• TASK DESCRIPTION:
Copy each of the rows that follow, line for line, with no changes.

====== DATASET EXCERPTS

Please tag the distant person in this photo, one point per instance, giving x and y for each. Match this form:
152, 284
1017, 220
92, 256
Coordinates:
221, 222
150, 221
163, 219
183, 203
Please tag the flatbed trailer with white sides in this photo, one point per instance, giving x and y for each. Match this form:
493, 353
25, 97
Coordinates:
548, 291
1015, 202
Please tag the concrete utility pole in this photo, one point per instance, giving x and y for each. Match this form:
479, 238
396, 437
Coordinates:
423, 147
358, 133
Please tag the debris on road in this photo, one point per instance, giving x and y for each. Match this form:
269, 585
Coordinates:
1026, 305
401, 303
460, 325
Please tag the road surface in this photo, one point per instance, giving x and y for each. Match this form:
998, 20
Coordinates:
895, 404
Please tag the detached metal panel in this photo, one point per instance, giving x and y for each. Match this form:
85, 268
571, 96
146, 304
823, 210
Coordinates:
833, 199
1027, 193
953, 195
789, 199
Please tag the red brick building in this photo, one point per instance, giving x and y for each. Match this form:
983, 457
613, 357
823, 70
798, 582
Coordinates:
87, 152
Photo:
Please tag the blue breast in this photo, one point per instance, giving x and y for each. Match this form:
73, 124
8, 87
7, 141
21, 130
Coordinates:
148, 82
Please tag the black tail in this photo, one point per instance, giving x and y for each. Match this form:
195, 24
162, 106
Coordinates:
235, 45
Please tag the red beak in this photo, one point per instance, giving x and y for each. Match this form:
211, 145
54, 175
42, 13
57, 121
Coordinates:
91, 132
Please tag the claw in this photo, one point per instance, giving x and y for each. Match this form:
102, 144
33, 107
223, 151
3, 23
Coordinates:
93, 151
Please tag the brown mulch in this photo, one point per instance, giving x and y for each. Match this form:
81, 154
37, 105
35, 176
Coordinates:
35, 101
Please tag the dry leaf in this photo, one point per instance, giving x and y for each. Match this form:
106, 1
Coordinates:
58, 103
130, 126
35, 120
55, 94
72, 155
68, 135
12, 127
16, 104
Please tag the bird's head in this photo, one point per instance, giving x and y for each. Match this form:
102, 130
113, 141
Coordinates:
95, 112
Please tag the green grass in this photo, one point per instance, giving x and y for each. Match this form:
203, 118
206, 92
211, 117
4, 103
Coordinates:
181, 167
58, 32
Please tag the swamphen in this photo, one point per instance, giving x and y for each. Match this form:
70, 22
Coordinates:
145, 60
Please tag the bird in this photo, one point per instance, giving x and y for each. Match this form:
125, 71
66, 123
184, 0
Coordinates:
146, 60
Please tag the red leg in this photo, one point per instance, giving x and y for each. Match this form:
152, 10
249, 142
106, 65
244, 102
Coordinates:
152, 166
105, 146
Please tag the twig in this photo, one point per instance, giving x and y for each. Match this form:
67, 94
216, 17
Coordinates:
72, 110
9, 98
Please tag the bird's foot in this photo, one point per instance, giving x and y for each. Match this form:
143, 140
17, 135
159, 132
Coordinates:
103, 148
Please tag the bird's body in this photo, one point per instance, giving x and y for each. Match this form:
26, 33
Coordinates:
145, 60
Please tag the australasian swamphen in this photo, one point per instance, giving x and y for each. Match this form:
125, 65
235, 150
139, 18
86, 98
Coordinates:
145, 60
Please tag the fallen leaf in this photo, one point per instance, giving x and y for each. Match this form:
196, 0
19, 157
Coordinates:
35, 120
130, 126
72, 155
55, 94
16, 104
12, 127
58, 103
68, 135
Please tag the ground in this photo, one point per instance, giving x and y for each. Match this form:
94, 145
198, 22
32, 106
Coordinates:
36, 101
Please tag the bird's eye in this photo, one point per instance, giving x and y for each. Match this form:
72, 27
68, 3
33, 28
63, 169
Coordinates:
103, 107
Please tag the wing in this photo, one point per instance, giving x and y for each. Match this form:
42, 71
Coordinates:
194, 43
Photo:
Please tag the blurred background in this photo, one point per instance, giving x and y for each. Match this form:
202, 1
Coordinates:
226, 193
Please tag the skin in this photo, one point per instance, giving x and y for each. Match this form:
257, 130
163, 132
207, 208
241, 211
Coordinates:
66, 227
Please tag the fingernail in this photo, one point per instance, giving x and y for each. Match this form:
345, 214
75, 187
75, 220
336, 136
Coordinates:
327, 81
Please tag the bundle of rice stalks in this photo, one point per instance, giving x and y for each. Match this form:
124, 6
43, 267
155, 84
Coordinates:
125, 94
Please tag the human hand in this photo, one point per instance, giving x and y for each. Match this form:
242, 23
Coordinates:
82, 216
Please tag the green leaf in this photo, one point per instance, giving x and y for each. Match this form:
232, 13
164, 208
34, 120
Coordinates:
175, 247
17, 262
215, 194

============

• THE RESULT:
Please tag the distant person in this photo, one point per instance, giving x and y for each. Match this form:
152, 284
1017, 220
92, 256
Coordinates:
221, 222
150, 221
163, 219
183, 203
Please tag the flatbed trailer with white sides in this photo, one point per instance, giving x and y for each. Match this form:
493, 353
25, 97
Coordinates:
548, 291
1015, 202
Please tag the concrete utility pole in this photo, one point per instance, giving x and y for each. Match this form:
479, 238
396, 437
Coordinates:
423, 147
358, 133
Please tag the debris on road in this photo, one point per instance, giving x and y for each. Match this form:
269, 585
Coordinates:
1026, 305
401, 303
460, 325
Please tag the road surface in this photo, one point per instance, giving x and y for each. Match this form:
998, 20
Coordinates:
895, 404
Please tag the detached metal panel in this photo, one point per instance, giving x and y for each. Match this form:
85, 268
571, 96
146, 304
823, 210
Coordinates:
833, 199
1027, 193
953, 195
789, 199
Please tag the red brick building in this photo, one point per instance, giving x and y for each. Match this form:
983, 457
613, 357
823, 70
798, 582
Coordinates:
87, 152
Photo:
Please tag the blue breast in this photo, one point per instance, giving x and y for each. Match this form:
73, 124
8, 87
7, 141
21, 130
Coordinates:
148, 82
Please tag the black tail in this photo, one point per instance, giving x and y for each. Match this form:
195, 24
162, 106
Coordinates:
235, 45
Please tag the red beak in this photo, one point per instance, giving x and y for each. Match this form:
211, 145
54, 175
42, 13
57, 121
Coordinates:
91, 132
Please tag the claw in this photo, one point per instance, giving x and y for each. Match this form:
102, 144
33, 107
223, 151
3, 23
Coordinates:
93, 151
Please tag the brown mulch in this photo, one point per instance, giving x and y for each. Match this form:
81, 154
37, 105
35, 176
Coordinates:
35, 101
Please tag the dry leaf in this photo, one point per instance, giving x and y for each. Match this form:
106, 1
Coordinates:
58, 103
130, 126
35, 120
55, 94
72, 155
68, 135
12, 127
16, 104
Please tag the bird's head in this photo, one point per instance, giving x and y for each. Match this form:
102, 130
113, 141
Coordinates:
95, 112
Please tag the green grass in this photo, one point per instance, giving x and y for each. Match this form:
203, 118
206, 92
211, 117
4, 103
Coordinates:
181, 167
58, 32
Please tag the swamphen in this photo, one point per instance, giving x and y for each. Match this form:
70, 22
Coordinates:
145, 60
Please tag the bird in this photo, one point per instance, giving x and y for each. Match this form:
125, 71
66, 123
184, 0
Coordinates:
146, 60
Please tag the red leg in this photo, one point per instance, giving x and y for each. Match this form:
152, 10
249, 142
106, 65
244, 102
Coordinates:
152, 166
105, 146
Please tag the twig in this photo, one point per instance, giving x and y for each. Match this form:
67, 94
216, 17
Coordinates:
72, 110
9, 98
Please tag the bird's foot in this photo, one point per instance, giving x and y for each. Match this form:
143, 140
17, 135
159, 132
Coordinates:
103, 148
Please tag the bird's body in this photo, one point per instance, giving x and y for each. Match this form:
26, 33
Coordinates:
145, 60
Please tag the australasian swamphen in this photo, one point per instance, giving x and y for each. Match this form:
125, 65
235, 150
139, 18
86, 98
Coordinates:
145, 60
Please tag the fallen leaf in this photo, one point per instance, giving x and y for each. Match this form:
196, 0
19, 157
Coordinates:
35, 120
130, 126
72, 155
55, 94
16, 104
12, 127
58, 103
68, 135
Please tag the ground in this photo, one point per instance, giving x and y for each. Match this form:
94, 145
198, 22
32, 106
Coordinates:
36, 101
Please tag the bird's eye in this photo, one point per instance, giving x and y for each. Match this form:
72, 27
68, 3
33, 28
63, 169
Coordinates:
103, 107
Please tag the wing in this photo, one point per instance, giving x and y for each. Match this form:
42, 71
Coordinates:
194, 43
Photo:
Please tag the blurred background in this photo, one point per instance, giving x and y for each. Match this form:
202, 1
Coordinates:
226, 193
Please tag the skin in this photo, one point per instance, giving x and y for each. Match this form:
257, 130
163, 132
207, 208
241, 211
Coordinates:
66, 227
Please tag the fingernail in this photo, one point per instance, giving x and y for each. Match this form:
345, 214
75, 187
75, 220
336, 136
Coordinates:
327, 81
Please tag the bundle of rice stalks in this photo, one point per instance, giving x and y for each. Match this form:
124, 6
43, 267
155, 84
Coordinates:
125, 94
Please tag the human hand in this photo, one point per instance, giving x and y for each. Match this form:
242, 23
Coordinates:
82, 216
Please tag the green leaf in this photo, one point per instance, giving x and y for each. Match this form:
232, 13
164, 208
34, 120
Coordinates:
175, 247
17, 262
215, 194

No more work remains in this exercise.